◆ Çıkarılan metin ◆
1997 yılında ilk albümleri Transit'i yayınlamış olan Avusturyalı acid jazz/chill out dörtlüsü Sofa Surfers'ın 9 şarkıdan oluşan, sade "cover"lı yeni albümleri Blindside 25 Mart 2010 tarihinde piyasaya sürüldü. Konser takipçilerinin bileceği üzere geçtiğimiz günlerde grup, albüm tanıtım turnelerinin İstanbul ayağında Ghetto'da dinleyicileriyle buluşmuştu.
Grup haricinde solo çalışmalar da yapan grup üyeleri Wolfgang Schlögl, Markus Kienzl, Wolfgang Frisch ve Michael Holzgruber, Blindside'da Alman vokal Mani Obeya ile çalışmışlar ve hayranlarını şaşırtacak şekilde, ortaya önceki 6 albümlerinden çok daha farklı türde bir çalışma koymuşlar. Çıkış parçası olan Playing the Game'i birkaç hafta önce ilk dinlediğimde, Sofa Surfers'ın müzikal geçmişi ile uyumlu olmadığını hissetmekle birlikte, albümün tamamının bu havada gideceğini düşünmemiş ve beklemeye devam etmiştim. Nihayet albümün tamamını dinleme fırsatım oldu. İkinci parça Hardwire ile, albümle ilgili daha objektif bi görüş kazanabilmem için, Blinside'ı, Sofa Surfers'a ait olduğunu düşünmeden dinleme kararı aldım. Çünkü bu Sofa Surfers ise, "olmamış"tı o an benim için, aradığım şey, onları sevmemi sağlayan tarzlarıydı.

◆ Sağlanan veriler ◆
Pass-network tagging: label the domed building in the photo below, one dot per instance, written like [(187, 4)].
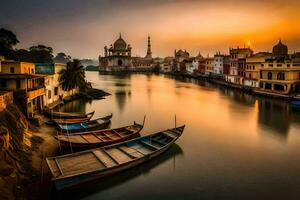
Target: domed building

◆ Görev 1 ◆
Blindside incelemesindeki "Nihayet albümün tamamını dinleme fırsatım oldu." cümlesini İngilizceye çevirin.
◆ Görev 2 ◆
Blindside incelemesini iki cümleyle özetleyin.
◆ Görev 3 ◆
Blindside albümü incelemesini kaldığı yerden sürdürün.

◆ Cevap 1 ◆
I finally had the chance to listen to the whole album.

◆ Cevap 2 ◆
Avusturyalı acid jazz/chill out dörtlüsü Sofa Surfers, 9 şarkılık yeni albümü Blindside'ı 25 Mart 2010'da piyasaya sürdü ve bu albümde Alman vokal Mani Obeya ile çalışarak önceki 6 albümünden çok farklı türde bir iş ortaya koydu. Çıkış parçası Playing the Game'in grubun müzikal geçmişiyle uyumlu olmadığını hisseden yazar, albümün tamamını dinledikten sonra ikinci parça Hardwire ile birlikte daha objektif bir görüş için albümü Sofa Surfers'a ait olduğunu düşünmeden dinlemeye karar verdi.

◆ Cevap 3 ◆
Önceki albümlere bakılarak grubun yaptığı müzik türünün acid jazz, trip-hop ve chill out'a yakın olduğunu söyleyebilecekken, bu albümle birlikte, anlaşılan o ki elektronikten biraz olsun uzaklaşmak istemişler ve gitar, davul ve bası, elektronik sound'larından daha ağırlıklı kullanmışlar. Kötü mü yapmışlar? Şu an rahatlıkla hayır diyebilirim. Hatta başta peşin hükümlü davrandığım için kendime kızdım da denebilir. Bilinen ve benimsenmiş bir grubun farklı türlerde, farklı sound'larda parçalar üretmesi, kanımca grubun kendini geliştirmeye, farklı arayışlara yöneldiğinin, kendini tekrardan kaçındığının göstergesidir. Daha da önemlisi, grubun kendi eskilerine benzer üretimlerde bulunarak dinlenirliğini garantilemesi yerine, U dönüşü yaparak çok farklı bir türde karşımıza çıkması risklidir ve buna bile saygı duyulması gerekir.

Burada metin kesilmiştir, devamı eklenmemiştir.